*** TASK INPUTS

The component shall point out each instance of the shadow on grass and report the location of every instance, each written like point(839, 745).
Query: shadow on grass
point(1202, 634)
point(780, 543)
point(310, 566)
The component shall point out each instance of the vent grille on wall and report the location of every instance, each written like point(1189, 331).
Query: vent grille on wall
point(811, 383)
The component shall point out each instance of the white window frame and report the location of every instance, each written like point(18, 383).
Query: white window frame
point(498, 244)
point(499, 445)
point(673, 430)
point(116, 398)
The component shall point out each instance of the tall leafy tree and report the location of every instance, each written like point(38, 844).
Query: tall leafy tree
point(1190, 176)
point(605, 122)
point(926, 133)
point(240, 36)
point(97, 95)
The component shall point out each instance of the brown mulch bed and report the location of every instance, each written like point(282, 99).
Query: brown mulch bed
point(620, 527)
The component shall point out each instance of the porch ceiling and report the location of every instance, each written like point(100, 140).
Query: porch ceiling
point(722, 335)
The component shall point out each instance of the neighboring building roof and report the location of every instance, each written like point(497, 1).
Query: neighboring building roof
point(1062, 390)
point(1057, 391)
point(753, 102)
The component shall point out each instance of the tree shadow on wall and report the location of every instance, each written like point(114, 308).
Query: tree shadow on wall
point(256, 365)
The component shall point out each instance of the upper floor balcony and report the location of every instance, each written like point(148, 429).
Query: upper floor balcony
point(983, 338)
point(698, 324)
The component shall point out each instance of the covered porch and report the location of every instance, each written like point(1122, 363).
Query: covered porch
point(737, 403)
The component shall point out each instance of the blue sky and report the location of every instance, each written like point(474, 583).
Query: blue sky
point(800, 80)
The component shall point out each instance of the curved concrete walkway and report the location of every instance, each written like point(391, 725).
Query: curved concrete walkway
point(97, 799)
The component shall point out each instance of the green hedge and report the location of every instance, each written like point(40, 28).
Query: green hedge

******

SET PROBLEM
Can you print, word for word, the stretch of the data above from the line containing "The component shall point out each instance of the blue" through the line containing "point(97, 799)", with both of those lines included?

FULL RESPONSE
The component shall point out each instance of the blue sky and report the location of every instance, each written like point(474, 583).
Query: blue sky
point(800, 80)
The component shall point out each instance of the curved concrete walkway and report the location of every instance, each written like point(391, 725).
Query: curved concrete walkway
point(97, 799)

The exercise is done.